▸ **Listed entries**:
........
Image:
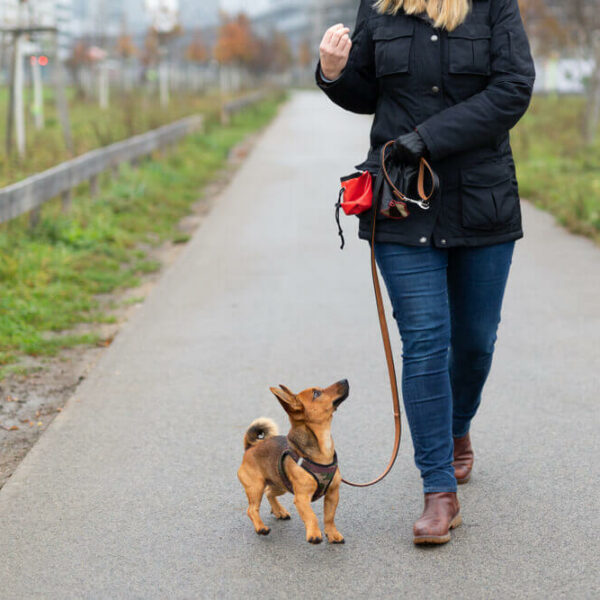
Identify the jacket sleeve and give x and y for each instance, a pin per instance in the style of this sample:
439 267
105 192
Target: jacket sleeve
482 118
356 88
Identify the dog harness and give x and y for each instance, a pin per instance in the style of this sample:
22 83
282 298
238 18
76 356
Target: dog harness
323 474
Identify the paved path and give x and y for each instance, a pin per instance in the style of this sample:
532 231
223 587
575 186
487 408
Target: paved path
132 492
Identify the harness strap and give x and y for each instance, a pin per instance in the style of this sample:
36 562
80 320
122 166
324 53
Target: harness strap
322 474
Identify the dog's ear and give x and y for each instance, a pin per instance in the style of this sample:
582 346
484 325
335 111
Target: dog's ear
288 400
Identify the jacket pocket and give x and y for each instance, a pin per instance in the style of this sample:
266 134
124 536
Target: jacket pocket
393 42
469 49
488 197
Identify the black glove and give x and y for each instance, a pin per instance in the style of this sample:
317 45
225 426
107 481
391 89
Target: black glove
409 148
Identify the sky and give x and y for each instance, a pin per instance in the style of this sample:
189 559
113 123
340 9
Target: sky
249 6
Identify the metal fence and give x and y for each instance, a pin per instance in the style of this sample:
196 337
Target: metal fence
29 194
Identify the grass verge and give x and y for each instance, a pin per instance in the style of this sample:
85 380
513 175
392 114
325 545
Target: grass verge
555 169
51 275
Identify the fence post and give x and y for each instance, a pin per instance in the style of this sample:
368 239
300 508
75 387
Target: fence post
66 199
94 186
34 217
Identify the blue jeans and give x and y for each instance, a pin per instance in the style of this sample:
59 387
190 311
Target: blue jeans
447 304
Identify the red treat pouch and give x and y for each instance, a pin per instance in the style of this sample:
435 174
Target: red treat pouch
356 194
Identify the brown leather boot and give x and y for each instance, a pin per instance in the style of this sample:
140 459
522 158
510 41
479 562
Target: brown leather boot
440 515
464 458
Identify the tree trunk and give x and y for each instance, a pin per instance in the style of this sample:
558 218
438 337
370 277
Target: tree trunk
592 113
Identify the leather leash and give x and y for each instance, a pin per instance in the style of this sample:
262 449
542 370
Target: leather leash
385 334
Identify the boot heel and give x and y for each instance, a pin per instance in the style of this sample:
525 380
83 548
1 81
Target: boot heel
456 521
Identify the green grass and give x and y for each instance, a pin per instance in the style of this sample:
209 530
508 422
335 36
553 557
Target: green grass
92 127
51 275
555 169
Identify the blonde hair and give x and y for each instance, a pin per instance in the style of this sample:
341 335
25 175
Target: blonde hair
448 14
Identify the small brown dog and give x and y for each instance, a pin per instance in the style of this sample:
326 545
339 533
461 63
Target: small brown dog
303 463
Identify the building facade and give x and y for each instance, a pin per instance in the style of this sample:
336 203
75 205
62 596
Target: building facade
305 20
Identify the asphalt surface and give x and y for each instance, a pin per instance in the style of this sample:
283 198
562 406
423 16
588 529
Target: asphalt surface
132 492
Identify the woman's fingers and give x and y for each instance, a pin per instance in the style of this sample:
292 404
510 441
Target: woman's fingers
329 33
338 36
335 50
333 35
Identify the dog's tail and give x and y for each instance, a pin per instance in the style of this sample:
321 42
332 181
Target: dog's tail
261 429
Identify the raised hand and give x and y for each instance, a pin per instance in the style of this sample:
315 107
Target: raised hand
335 50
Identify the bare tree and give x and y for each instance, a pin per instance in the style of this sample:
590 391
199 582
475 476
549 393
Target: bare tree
584 16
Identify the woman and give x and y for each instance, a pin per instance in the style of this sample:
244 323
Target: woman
447 79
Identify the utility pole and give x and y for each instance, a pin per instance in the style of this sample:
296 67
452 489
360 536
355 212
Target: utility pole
15 121
38 92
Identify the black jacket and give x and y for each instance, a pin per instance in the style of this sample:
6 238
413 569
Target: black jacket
462 91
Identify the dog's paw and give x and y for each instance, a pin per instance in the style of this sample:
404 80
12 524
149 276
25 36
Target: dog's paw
335 537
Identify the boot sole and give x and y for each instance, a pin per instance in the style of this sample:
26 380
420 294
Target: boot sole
439 539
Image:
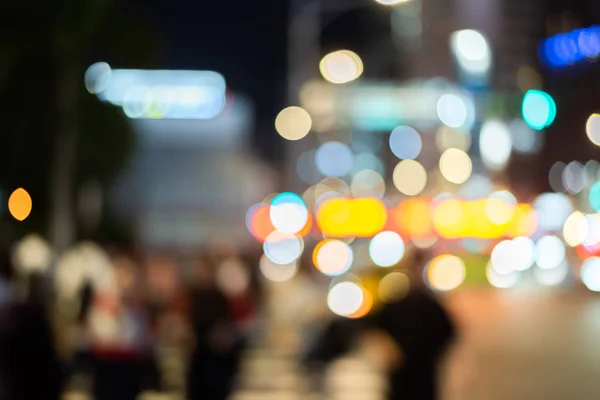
........
▸ **Your instructions**: Pull out every line in the data above that contains the word "green" and copy each one unchanged.

▸ **Result**:
Identify the green grass and give x and y for each instance, a pin per instance in the style of this sample:
Target: green grass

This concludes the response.